### [Excerpt]

/---

"You and the girls are fine"

 

 After nine months of battling strange unnamed illnesses which left me perpetually dizzy, exhausted and  nauseous with fluctuating heartrates and temporary amnesia, the body-message which violently shook me from my incoherence was that I could no longer form words.  Right there, in the middle of a conversation with family friends enjoying a late Sunday afternoon springtime braai (South African for barbeque), I formed words with my mouth but there was no accompanying sound.    


 In that instant, the many months worth of un-wellness crystallised into this knowing: “I'm having a breakdown!".    


 At my GP the next morning I confessed a secret I'd held for months, like a rough stone in a deep pocket where fingers needing something tangible to hold onto, would rub and roll the hidden distraction:  I needed to leave my marriage of 19 years which had produced three incredibly beautiful and powerful gifts in the form of daughters.  One gentle, cautious and wise, the second fearlessly impulsive and strong-willed, and the third, who from conception held the promise of something new. 


 A deeply religious woman who had stayed home with her children over the 19 years, homeschooled them (little did they know how much she learned from them) and loved every ...well most … moment.  It was like stepping into a second childhood filled with freedom and life and I cherished this gift my children brought me.   In this freedom and joyful life, I learned to love myself again.  I learned to trust that inner voice which had become so diluted with fear and judgment, criticism and loathing.

\---

### [Goal 1]
Could you return the passage of the essay from "At my GP the" to "of something new.", copied word for word?

### [Available records]

/---

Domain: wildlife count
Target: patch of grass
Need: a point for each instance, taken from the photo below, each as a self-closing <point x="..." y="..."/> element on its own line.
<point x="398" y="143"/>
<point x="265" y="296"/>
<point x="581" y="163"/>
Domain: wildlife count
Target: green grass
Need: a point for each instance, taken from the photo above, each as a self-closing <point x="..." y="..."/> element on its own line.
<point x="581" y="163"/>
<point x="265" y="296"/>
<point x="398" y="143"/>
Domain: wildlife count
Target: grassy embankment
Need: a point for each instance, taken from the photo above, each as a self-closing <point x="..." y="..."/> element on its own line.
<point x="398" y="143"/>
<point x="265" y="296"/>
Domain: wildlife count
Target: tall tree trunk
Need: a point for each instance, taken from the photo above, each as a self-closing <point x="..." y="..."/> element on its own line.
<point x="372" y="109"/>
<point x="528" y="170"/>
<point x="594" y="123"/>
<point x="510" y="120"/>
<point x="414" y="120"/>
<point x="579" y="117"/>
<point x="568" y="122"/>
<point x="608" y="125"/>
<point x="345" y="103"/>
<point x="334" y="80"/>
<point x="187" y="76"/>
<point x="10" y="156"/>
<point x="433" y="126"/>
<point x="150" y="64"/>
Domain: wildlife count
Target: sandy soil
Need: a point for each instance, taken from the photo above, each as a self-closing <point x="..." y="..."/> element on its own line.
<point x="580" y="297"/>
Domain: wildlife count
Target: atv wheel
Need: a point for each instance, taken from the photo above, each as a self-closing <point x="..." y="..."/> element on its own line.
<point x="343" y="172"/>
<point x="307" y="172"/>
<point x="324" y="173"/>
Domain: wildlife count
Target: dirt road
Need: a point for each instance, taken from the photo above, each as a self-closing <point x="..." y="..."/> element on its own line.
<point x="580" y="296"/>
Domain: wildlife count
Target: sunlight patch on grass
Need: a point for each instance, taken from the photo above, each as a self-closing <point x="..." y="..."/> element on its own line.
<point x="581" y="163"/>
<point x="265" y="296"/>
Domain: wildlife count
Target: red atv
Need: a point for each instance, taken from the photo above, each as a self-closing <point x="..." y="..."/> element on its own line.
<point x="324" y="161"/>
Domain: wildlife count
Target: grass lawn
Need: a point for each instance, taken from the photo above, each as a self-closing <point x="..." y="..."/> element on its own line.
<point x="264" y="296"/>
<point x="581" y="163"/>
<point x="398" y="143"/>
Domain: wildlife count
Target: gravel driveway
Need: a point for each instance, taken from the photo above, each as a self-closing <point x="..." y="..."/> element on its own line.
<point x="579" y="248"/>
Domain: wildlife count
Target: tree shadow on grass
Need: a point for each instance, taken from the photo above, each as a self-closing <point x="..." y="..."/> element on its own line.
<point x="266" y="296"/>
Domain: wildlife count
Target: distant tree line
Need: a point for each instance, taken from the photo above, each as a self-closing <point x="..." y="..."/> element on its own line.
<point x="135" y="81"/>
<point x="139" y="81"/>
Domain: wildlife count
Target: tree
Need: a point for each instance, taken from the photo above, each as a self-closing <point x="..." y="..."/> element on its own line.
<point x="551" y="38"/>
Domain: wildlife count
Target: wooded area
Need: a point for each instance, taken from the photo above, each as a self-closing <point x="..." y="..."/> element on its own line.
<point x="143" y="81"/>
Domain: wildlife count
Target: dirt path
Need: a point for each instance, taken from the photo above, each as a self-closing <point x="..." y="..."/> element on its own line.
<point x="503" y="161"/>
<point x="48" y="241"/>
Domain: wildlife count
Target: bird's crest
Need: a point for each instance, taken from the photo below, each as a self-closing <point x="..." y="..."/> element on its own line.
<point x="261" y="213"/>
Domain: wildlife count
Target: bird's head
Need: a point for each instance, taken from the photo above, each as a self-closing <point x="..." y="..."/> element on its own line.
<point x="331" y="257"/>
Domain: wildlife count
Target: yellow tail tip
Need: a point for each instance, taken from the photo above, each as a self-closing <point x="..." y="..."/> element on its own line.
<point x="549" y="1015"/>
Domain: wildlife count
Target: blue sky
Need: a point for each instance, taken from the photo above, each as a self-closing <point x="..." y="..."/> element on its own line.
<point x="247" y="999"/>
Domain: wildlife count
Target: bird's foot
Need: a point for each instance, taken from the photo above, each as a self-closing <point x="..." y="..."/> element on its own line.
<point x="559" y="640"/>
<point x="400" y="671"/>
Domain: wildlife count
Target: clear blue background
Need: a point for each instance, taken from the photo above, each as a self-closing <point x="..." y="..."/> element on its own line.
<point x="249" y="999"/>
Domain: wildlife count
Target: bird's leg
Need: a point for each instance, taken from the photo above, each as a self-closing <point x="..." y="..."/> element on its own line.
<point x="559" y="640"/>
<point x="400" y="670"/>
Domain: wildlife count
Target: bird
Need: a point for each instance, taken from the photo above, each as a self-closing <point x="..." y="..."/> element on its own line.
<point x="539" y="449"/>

\---

### [Goal 2]
Which lines of the records contain the string "tree"? List each one in full, matching case exactly.

### [Correct output 1]
At my GP the next morning I confessed a secret I'd held for months, like a rough stone in a deep pocket where fingers needing something tangible to hold onto, would rub and roll the hidden distraction:  I needed to leave my marriage of 19 years which had produced three incredibly beautiful and powerful gifts in the form of daughters.  One gentle, cautious and wise, the second fearlessly impulsive and strong-willed, and the third, who from conception held the promise of something new.

### [Correct output 2]
Target: tall tree trunk
Target: tree shadow on grass
Target: distant tree line
Target: tree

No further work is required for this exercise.